Tegen deze achtergrond leefde Dominicus. Hij werd door zijn familie voorbestemd om priester te worden, en ging daarvoor studeren. Zo kwam hij in contact met de locale bisschop die hem opnam in een groep van kanunniken; bedoeld om de religieuze kwaliteit van de clerus te verhogen. Blijkbaar deed Dominicus het goed. Hij vergezelde zijn bisschop op een reis naar Noord-Duitsland om het huwelijk te regelen van de koning met een Scandinavische prinses. Op deze reis kwam Dominicus voor het eerst in contact met de Albigenzers in zuid Frankrijk. Toen de bisschop stierf, nam zijn opvolger Dominicus gewoon verder mee. Deze bisschop zocht naar een manier om met de zuid Franse Albigenzers (door de kerk katharen – ketters genoemd) te bekeren. Hij kwam tot de conclusie dat de enige manier om hen te bereiken was te leven in armoede zoals zij deden, in navolging van Jezus, en door in gesprek met hen te treden. En Dominicus volgde zijn bisschop. De hele actie was niet echt een succes, maar het overtuigde de bisschop en Dominicus dat er een groep predikers moest samengesteld worden, die in strenge armoede leefde, en het evangelie beleefde zoals Jezus het ook had gedaan. En Dominicus ging aan de slag. Hij trok enkele medewerkers aan. En hij gaat naar Rome om van de paus de steun te krijgen, want van de plaatselijk clerus krijgt hij er niet echt veel, gezien zijn aanpak kritiek inhoudt op hun levenswijze. En hij doet nog iets nieuws: hij contacteert de pas opgerichte universiteit van Parijs om de beste theologen te laten overkomen, en om boeken te bekomen, zodat zijn broeders de discussies kunnen aanpakken met de beste argumenten. En Dominicus reist van hot naar her om ondersteuning voor zijn project los te krijgen. Hij trekt sterke figuren aan die verder werken aan zijn project.

- Gegeven regels
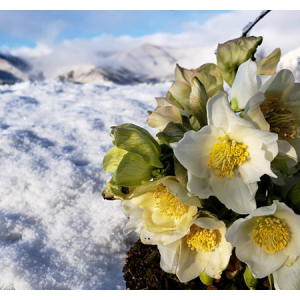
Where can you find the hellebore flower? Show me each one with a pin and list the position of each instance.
(203, 249)
(160, 211)
(227, 157)
(276, 108)
(266, 239)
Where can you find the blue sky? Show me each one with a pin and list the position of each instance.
(26, 28)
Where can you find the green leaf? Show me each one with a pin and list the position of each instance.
(172, 133)
(268, 65)
(132, 170)
(112, 159)
(180, 172)
(293, 195)
(250, 281)
(137, 140)
(232, 54)
(198, 101)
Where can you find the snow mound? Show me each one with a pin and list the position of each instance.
(56, 231)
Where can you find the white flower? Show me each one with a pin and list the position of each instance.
(246, 84)
(276, 108)
(266, 239)
(227, 157)
(203, 249)
(288, 276)
(160, 211)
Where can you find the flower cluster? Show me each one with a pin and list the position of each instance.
(221, 178)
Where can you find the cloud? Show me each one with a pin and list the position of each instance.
(193, 46)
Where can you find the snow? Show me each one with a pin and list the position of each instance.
(56, 231)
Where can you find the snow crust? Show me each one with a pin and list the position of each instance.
(56, 231)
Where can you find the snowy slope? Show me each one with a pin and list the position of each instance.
(56, 231)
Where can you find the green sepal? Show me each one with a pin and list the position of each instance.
(137, 140)
(268, 65)
(172, 133)
(180, 172)
(233, 53)
(250, 281)
(207, 280)
(293, 196)
(112, 159)
(198, 101)
(132, 170)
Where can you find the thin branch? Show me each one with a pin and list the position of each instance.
(247, 29)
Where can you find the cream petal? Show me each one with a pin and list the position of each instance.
(193, 149)
(260, 262)
(254, 114)
(199, 186)
(181, 193)
(234, 193)
(288, 277)
(169, 256)
(219, 259)
(189, 265)
(283, 212)
(161, 117)
(287, 152)
(135, 215)
(280, 85)
(245, 83)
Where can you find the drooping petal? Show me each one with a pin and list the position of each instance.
(199, 186)
(245, 85)
(169, 256)
(287, 277)
(254, 114)
(193, 149)
(234, 193)
(161, 117)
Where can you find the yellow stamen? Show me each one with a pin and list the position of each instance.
(203, 240)
(271, 233)
(168, 204)
(281, 119)
(226, 156)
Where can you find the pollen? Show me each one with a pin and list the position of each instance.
(202, 240)
(168, 204)
(271, 233)
(281, 119)
(226, 156)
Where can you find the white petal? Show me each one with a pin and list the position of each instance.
(234, 193)
(254, 114)
(181, 193)
(283, 212)
(169, 256)
(161, 117)
(280, 85)
(193, 149)
(245, 83)
(288, 277)
(287, 152)
(189, 266)
(135, 215)
(199, 186)
(260, 262)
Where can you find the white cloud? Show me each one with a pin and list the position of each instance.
(279, 29)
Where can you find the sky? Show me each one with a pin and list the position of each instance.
(56, 41)
(26, 28)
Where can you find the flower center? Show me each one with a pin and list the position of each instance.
(168, 204)
(203, 240)
(226, 156)
(281, 119)
(271, 233)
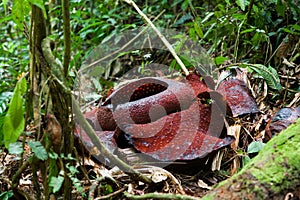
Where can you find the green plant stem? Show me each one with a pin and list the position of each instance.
(16, 176)
(135, 175)
(67, 36)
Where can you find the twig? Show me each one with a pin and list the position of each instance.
(163, 39)
(161, 196)
(109, 196)
(91, 133)
(120, 49)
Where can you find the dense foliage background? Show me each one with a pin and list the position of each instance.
(234, 33)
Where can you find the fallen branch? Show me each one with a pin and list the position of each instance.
(161, 196)
(135, 175)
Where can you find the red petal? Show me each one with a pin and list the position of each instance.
(180, 135)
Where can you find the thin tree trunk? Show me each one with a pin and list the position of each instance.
(272, 174)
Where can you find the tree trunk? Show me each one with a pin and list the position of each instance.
(60, 96)
(272, 174)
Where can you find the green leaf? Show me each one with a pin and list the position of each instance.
(56, 183)
(241, 4)
(255, 147)
(246, 159)
(6, 195)
(16, 148)
(198, 30)
(269, 74)
(38, 150)
(20, 10)
(220, 59)
(4, 2)
(14, 120)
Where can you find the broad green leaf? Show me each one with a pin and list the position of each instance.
(38, 150)
(269, 74)
(56, 183)
(4, 2)
(14, 121)
(255, 147)
(20, 10)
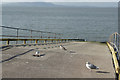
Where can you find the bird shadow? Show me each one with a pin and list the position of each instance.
(102, 72)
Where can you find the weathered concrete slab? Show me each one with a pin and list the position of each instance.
(58, 63)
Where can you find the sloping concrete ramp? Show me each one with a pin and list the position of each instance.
(57, 63)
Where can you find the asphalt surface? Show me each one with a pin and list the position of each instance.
(19, 62)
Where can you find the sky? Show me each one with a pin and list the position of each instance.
(60, 0)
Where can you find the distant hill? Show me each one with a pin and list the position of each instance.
(63, 4)
(88, 4)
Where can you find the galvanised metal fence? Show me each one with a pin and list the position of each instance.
(114, 41)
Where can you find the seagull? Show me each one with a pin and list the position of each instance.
(91, 66)
(61, 47)
(37, 54)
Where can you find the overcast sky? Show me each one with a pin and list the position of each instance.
(60, 0)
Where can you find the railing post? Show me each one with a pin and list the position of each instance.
(36, 41)
(7, 42)
(45, 41)
(24, 41)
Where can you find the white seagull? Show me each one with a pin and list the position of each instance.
(91, 66)
(37, 53)
(61, 47)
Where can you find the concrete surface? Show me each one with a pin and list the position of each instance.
(57, 63)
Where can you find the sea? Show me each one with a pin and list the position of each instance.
(92, 24)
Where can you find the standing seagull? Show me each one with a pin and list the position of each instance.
(37, 54)
(91, 66)
(61, 47)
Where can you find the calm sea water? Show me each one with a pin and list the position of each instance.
(92, 24)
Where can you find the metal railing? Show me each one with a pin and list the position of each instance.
(114, 46)
(114, 41)
(30, 38)
(30, 35)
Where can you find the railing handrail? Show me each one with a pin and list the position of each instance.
(30, 30)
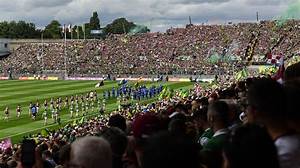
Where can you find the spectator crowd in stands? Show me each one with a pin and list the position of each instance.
(178, 51)
(251, 123)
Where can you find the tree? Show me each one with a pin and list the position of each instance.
(19, 29)
(53, 30)
(94, 22)
(119, 26)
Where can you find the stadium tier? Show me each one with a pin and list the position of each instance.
(203, 49)
(96, 117)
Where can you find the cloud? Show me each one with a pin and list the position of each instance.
(157, 14)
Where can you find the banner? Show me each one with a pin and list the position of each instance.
(51, 78)
(3, 78)
(179, 80)
(23, 78)
(84, 78)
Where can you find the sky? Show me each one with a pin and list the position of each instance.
(158, 15)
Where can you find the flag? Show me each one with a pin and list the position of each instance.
(74, 123)
(241, 74)
(83, 27)
(70, 28)
(280, 72)
(44, 133)
(81, 120)
(64, 28)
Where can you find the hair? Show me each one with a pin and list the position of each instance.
(64, 154)
(117, 139)
(91, 152)
(200, 114)
(118, 121)
(168, 150)
(267, 97)
(220, 110)
(292, 90)
(251, 146)
(292, 72)
(118, 143)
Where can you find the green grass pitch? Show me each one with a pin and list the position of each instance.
(17, 92)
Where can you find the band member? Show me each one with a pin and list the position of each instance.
(29, 109)
(45, 105)
(18, 110)
(71, 110)
(33, 111)
(45, 116)
(66, 101)
(6, 113)
(37, 106)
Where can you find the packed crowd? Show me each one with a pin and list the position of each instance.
(178, 51)
(251, 123)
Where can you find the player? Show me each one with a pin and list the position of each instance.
(77, 108)
(87, 103)
(45, 105)
(18, 110)
(29, 109)
(6, 113)
(59, 103)
(72, 100)
(37, 106)
(92, 100)
(53, 110)
(51, 104)
(71, 111)
(56, 113)
(33, 111)
(103, 104)
(66, 102)
(45, 116)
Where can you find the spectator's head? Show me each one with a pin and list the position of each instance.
(118, 121)
(64, 154)
(266, 101)
(145, 125)
(118, 143)
(91, 152)
(292, 90)
(218, 115)
(168, 150)
(200, 117)
(292, 72)
(117, 139)
(250, 146)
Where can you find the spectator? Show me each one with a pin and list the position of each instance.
(168, 150)
(117, 121)
(91, 152)
(250, 146)
(118, 143)
(218, 119)
(267, 106)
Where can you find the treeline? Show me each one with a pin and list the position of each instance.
(19, 29)
(55, 29)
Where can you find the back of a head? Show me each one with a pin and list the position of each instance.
(117, 139)
(168, 150)
(251, 146)
(267, 97)
(220, 110)
(292, 72)
(292, 90)
(91, 152)
(118, 121)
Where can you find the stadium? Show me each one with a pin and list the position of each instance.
(201, 95)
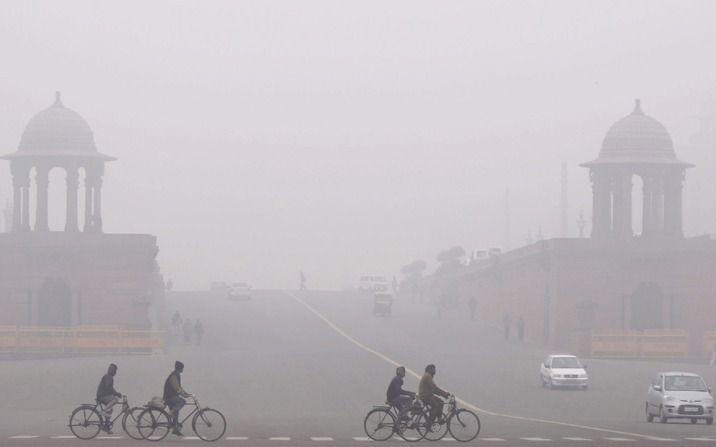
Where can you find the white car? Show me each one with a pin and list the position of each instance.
(239, 291)
(373, 283)
(563, 371)
(679, 395)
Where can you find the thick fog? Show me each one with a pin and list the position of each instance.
(259, 139)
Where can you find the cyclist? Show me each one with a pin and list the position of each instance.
(428, 392)
(174, 395)
(107, 396)
(396, 395)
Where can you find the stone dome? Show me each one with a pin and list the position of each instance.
(57, 129)
(637, 138)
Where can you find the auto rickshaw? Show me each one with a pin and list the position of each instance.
(382, 303)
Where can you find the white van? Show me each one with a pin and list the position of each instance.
(373, 283)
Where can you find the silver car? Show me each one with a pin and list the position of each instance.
(680, 395)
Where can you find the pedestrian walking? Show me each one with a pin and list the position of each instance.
(521, 329)
(472, 304)
(506, 323)
(188, 329)
(198, 332)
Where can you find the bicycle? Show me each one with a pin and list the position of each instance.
(208, 424)
(383, 421)
(86, 421)
(463, 424)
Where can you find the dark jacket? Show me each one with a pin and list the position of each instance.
(172, 386)
(106, 387)
(395, 389)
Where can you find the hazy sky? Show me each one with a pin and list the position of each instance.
(257, 139)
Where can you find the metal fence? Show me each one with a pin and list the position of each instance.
(79, 340)
(647, 344)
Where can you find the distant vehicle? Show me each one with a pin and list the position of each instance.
(382, 303)
(218, 286)
(373, 283)
(239, 291)
(681, 395)
(563, 371)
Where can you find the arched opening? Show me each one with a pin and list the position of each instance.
(57, 199)
(647, 303)
(637, 205)
(54, 303)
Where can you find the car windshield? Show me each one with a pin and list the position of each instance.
(565, 362)
(684, 383)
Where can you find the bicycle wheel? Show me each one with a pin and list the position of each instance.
(464, 425)
(130, 423)
(434, 432)
(409, 423)
(379, 424)
(153, 424)
(209, 424)
(85, 422)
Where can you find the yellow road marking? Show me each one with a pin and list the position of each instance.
(461, 401)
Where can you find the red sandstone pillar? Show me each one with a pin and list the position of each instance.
(72, 182)
(42, 183)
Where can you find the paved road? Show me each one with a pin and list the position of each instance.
(296, 369)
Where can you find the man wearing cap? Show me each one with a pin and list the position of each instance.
(107, 395)
(174, 395)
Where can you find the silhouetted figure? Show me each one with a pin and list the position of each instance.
(521, 329)
(176, 319)
(188, 329)
(506, 323)
(472, 304)
(198, 331)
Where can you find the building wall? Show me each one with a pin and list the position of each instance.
(553, 285)
(112, 279)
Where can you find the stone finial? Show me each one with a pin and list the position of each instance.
(637, 107)
(58, 100)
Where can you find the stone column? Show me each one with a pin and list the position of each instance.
(72, 182)
(673, 205)
(618, 205)
(647, 213)
(658, 204)
(97, 207)
(601, 205)
(626, 186)
(89, 179)
(42, 183)
(20, 178)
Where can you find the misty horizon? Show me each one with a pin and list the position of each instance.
(257, 140)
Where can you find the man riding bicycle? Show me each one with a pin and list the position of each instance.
(107, 396)
(396, 395)
(174, 395)
(428, 392)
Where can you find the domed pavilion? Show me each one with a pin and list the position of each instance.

- Opgaven
a) Naar welke streek reisde Dominicus volgens het fragment over Dominicus met zijn bisschop om het huwelijk van de koning te regelen?
b) Stemmen de volgende uitspraken overeen met het fragment over Dominicus? Geef bij elke uitspraak ja of nee, met de doorslaggevende woorden uit het fragment letterlijk geciteerd.
(i) De familie van Dominicus wilde dat hij priester werd.
(ii) Dominicus kreeg veel steun van de plaatselijke clerus.
(iii) De actie onder de Albigenzers was een groot succes.
c) Zet het fragment over Dominicus voort, aansluitend op de laatste zin.

- Antwoorden per opgave
a) Naar Noord-Duitsland.

b)
(i) Ja: "Hij werd door zijn familie voorbestemd om priester te worden"
(ii) Nee: "van de plaatselijk clerus krijgt hij er niet echt veel"
(iii) Nee: "De hele actie was niet echt een succes"

c)
Uit dit verhaal vallen enkele hoofdlijnen op: eerst en vooral schijnt Dominicus een gemakkelijke mens geweest te zijn: Hij gaat waar zijn bisschop gaat, en volgt hem in de beslissing om heel arm te leven. Er is geen sprake van crisis of opstandigheid, hij doet wat moet worden gedaan. Zijn manier om andersdenkenden te overtuigen is om met hen gesprek te gaan, hen in hun waardigheid te laten en het waardevolle te erkennen. Hij legt de nadruk op kennis. Hij wil de beste theologen laten meewerken aan de debatten en discussies. En hij moet een groot charisma hebben gehad, om talenten te herkennen, hen aan te trekken, en hen de vrijheid te geven om hun kwaliteiten maximaal aan te wenden voor de goede zaak. Dominicus wilde geen strakke hiërarchie voor zijn Predikers, hij stelde een zeer democratische structuur op, zoals de middeleeuwse gilden. Niemand kon zich in de macht installeren en er blijven. Ten slotte, hoewel Dominicus geen moeilijk mens was, was hij toch een goede diplomaat: hij kreeg van de paus gedaan wat wilde krijgen, soms naar jaren aandringen. Hij legde sterk de nadruk op de armoede, democratie en kennis van de schriften bij zijn broeders. Hij refereerde vaak naar de volgende passage uit het evangelie, toen hij zijn broeders aanspoorde. Laten wij luisteren.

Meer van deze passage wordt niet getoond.